INSTRUCTIONS FOR THE TASK:
Please gather every line in the records below that contains the word "folding", and copy each of those lines.
-- start RECORD EXTRACTS --
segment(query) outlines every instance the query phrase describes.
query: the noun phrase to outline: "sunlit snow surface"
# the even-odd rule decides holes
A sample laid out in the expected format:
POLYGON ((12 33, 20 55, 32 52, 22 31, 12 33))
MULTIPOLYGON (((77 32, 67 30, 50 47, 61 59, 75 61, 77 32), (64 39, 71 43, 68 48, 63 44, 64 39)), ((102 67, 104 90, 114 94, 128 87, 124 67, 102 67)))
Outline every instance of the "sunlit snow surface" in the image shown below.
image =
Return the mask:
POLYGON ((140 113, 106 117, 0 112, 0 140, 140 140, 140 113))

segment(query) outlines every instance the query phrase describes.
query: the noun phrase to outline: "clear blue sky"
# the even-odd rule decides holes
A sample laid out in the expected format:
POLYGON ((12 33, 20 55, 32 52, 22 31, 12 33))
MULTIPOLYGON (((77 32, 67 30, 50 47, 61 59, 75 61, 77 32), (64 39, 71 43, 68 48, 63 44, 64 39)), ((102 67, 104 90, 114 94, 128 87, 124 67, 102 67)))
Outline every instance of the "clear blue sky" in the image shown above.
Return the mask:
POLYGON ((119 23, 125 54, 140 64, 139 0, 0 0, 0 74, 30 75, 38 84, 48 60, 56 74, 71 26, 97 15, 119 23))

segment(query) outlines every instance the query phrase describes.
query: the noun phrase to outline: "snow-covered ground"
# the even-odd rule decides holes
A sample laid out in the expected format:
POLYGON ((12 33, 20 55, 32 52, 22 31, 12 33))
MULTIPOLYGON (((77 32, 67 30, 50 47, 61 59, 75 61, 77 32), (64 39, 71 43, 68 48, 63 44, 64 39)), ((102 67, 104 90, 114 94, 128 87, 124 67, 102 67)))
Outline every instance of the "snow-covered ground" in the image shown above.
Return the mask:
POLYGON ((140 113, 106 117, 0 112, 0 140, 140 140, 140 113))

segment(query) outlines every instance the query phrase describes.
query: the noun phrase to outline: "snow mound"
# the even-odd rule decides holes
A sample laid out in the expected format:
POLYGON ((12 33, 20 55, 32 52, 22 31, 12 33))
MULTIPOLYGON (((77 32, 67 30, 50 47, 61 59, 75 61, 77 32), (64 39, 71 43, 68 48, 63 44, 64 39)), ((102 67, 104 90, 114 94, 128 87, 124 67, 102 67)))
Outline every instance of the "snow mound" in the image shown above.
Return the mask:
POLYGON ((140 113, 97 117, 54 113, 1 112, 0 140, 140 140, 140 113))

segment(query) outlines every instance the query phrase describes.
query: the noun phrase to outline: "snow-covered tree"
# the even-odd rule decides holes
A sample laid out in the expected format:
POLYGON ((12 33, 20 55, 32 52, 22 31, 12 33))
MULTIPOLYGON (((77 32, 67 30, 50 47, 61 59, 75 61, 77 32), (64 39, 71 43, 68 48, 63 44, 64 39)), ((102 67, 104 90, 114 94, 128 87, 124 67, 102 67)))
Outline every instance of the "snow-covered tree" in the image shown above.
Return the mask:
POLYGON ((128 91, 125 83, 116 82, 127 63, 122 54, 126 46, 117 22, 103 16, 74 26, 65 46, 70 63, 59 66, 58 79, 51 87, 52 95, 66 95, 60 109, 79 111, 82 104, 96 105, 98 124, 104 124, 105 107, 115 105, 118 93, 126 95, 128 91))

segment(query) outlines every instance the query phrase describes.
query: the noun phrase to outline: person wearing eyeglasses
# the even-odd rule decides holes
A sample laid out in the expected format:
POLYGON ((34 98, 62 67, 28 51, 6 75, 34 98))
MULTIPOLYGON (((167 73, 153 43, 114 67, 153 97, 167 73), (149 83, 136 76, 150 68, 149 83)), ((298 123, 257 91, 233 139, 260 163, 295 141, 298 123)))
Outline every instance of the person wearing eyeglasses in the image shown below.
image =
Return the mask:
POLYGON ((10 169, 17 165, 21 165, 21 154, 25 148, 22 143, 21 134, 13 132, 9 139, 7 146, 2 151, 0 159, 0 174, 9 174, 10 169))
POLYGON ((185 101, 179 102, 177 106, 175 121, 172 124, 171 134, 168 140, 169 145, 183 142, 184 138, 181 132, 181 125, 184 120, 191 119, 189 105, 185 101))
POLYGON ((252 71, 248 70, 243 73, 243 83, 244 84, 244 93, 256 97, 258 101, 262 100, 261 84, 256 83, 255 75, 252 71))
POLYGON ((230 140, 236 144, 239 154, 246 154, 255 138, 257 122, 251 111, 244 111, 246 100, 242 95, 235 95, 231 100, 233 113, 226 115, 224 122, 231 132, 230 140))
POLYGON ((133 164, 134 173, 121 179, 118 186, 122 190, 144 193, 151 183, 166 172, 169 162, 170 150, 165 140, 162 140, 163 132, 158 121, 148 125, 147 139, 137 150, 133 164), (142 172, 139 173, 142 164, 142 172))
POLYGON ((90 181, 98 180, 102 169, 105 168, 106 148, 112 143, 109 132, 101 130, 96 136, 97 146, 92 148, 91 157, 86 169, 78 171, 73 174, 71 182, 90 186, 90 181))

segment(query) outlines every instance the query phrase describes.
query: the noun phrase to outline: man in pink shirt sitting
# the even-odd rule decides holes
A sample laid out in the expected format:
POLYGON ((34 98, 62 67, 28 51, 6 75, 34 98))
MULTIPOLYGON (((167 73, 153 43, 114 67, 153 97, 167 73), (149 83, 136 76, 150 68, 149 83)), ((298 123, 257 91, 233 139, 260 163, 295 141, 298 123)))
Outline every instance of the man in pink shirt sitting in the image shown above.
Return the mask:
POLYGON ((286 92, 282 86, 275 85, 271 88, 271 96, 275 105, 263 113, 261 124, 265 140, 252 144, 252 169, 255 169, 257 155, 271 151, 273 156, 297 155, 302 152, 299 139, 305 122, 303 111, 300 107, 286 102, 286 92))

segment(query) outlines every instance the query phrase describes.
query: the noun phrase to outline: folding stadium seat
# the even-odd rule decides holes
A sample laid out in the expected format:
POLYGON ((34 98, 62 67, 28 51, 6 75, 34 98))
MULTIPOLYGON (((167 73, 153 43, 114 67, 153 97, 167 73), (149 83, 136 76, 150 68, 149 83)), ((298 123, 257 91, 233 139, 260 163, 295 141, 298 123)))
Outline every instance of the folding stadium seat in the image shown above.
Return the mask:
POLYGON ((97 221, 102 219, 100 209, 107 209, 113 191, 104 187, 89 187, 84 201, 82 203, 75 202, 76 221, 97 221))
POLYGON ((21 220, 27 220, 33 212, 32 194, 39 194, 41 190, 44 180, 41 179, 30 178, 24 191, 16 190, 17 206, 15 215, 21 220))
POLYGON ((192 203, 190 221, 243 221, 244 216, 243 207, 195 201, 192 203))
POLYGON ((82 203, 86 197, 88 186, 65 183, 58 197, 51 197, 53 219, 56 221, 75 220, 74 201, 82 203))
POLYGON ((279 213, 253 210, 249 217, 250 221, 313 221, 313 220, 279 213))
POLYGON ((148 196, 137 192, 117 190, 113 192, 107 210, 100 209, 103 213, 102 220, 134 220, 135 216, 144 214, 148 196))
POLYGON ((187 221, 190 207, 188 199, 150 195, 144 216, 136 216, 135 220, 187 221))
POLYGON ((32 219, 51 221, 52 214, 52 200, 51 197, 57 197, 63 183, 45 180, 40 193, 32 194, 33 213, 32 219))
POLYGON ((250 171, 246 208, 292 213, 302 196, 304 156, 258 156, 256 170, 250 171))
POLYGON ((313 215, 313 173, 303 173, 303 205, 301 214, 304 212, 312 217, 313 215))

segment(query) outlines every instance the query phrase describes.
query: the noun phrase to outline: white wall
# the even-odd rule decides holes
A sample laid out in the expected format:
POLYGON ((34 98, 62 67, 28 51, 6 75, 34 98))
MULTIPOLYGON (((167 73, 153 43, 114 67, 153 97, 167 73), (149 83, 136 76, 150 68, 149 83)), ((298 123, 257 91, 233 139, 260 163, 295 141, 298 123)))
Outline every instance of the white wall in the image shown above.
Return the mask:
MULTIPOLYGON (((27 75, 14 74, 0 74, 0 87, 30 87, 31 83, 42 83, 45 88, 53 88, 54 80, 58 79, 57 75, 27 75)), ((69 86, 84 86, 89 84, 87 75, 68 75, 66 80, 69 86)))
-- end RECORD EXTRACTS --
RESULT OF THIS TASK:
query: the noun phrase to outline: folding stadium seat
Outline every instance of the folding stadium seat in the image shown above.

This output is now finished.